# Extracted text:
SAN FRANCISCO – When Chris Finch and Anthony Edwards were watching film together recently, Edwards said the Wolves coach was pointing out something new in the second-year guard's career: Double-teams are starting to come at Edwards more often.
"Me and him, we watching film a lot more now, because it came earlier than he thought," Edwards said.
Extra attention is bound to happen more now. Edwards was in the near-unstoppable category Tuesday night in Portland, scoring 40 points in a 109-107 victory over the Trail Blazers. Everything was working for the 20-year-old, who joked he felt like "Black Jesus" when he got on the roll.
"I saw the man in front of me and I saw fear in his eyes, I guess," Edwards said. "That was all she wrote."
The next step in Edwards' progression during his second season is recognizing how teams are going to cover him differently, and with more people. One of the first times Edwards saw double-teams regularly was during a game against the Lakers earlier in January. Since then, the double-teams have been coming more frequently, and Finch and Edwards have been trying to work through what Edwards needs to do.
The first step in solving any problem is recognizing there is one, and that's where Edwards is right now when it comes to these new defensive coverages — seeing it as it's happening.
"Everything is so new for him," Finch said. "I know he hasn't seen a lot of these looks before … and he's trying to figure it out, and he's only 20. Just talking to him while I was watching some tape, I said, 'Do you see this?' And he's like, 'No, I don't really see it.' We assume he does, but we got to help him in those situations."
Then when Edwards does recognize what's happening, the next step is getting him to act decisively and quickly and to play with more purpose.

# Exercise description:
Copy out the article about Anthony Edwards and double-teams word for word, from start to finish. The rows that follow have nothing to do with the article.

# Excerpted records:
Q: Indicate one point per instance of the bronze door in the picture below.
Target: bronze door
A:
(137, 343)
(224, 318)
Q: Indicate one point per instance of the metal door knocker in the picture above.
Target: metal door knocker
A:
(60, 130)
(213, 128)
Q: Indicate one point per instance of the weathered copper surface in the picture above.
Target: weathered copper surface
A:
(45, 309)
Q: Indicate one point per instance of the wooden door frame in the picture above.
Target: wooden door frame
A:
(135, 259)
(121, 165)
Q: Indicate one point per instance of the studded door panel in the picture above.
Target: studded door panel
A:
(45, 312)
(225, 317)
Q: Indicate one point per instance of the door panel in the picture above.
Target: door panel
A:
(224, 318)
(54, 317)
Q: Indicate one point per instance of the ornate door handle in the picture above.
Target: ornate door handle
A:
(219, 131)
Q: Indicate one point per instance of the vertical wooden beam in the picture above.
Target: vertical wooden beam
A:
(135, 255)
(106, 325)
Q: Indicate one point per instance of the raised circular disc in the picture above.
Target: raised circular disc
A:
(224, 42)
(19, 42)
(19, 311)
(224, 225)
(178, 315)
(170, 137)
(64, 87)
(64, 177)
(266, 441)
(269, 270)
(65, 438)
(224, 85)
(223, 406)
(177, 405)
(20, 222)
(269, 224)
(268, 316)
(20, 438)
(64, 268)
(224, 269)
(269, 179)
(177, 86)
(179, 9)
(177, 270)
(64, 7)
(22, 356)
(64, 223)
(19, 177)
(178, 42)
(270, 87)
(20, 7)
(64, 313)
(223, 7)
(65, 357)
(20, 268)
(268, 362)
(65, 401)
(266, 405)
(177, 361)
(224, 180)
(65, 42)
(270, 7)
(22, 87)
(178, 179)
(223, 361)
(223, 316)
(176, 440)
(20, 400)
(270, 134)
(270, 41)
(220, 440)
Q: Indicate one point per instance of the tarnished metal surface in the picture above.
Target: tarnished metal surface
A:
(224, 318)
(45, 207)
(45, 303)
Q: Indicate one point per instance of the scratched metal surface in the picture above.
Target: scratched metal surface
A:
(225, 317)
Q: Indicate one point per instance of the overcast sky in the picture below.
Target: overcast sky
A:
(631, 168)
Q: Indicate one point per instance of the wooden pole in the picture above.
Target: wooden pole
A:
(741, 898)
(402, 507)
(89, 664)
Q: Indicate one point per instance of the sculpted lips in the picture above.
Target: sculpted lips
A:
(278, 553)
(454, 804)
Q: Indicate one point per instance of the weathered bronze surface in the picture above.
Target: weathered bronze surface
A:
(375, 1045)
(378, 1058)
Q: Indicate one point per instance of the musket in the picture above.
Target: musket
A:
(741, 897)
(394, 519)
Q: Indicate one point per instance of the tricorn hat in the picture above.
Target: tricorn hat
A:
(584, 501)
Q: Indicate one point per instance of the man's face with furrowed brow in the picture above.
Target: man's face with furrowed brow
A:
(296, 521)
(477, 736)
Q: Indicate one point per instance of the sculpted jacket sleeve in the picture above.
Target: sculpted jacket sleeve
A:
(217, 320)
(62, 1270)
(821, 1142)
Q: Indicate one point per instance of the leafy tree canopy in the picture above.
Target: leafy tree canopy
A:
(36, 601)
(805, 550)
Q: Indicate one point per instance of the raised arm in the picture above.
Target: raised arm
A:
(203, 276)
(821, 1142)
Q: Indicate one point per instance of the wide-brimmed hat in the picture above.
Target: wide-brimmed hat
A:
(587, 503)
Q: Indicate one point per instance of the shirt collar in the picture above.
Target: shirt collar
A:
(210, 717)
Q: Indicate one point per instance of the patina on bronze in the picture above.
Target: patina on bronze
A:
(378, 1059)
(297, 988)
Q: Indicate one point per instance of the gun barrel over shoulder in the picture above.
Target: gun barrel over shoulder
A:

# Response below:
SAN FRANCISCO – When Chris Finch and Anthony Edwards were watching film together recently, Edwards said the Wolves coach was pointing out something new in the second-year guard's career: Double-teams are starting to come at Edwards more often.
"Me and him, we watching film a lot more now, because it came earlier than he thought," Edwards said.
Extra attention is bound to happen more now. Edwards was in the near-unstoppable category Tuesday night in Portland, scoring 40 points in a 109-107 victory over the Trail Blazers. Everything was working for the 20-year-old, who joked he felt like "Black Jesus" when he got on the roll.
"I saw the man in front of me and I saw fear in his eyes, I guess," Edwards said. "That was all she wrote."
The next step in Edwards' progression during his second season is recognizing how teams are going to cover him differently, and with more people. One of the first times Edwards saw double-teams regularly was during a game against the Lakers earlier in January. Since then, the double-teams have been coming more frequently, and Finch and Edwards have been trying to work through what Edwards needs to do.
The first step in solving any problem is recognizing there is one, and that's where Edwards is right now when it comes to these new defensive coverages — seeing it as it's happening.
"Everything is so new for him," Finch said. "I know he hasn't seen a lot of these looks before … and he's trying to figure it out, and he's only 20. Just talking to him while I was watching some tape, I said, 'Do you see this?' And he's like, 'No, I don't really see it.' We assume he does, but we got to help him in those situations."
Then when Edwards does recognize what's happening, the next step is getting him to act decisively and quickly and to play with more purpose.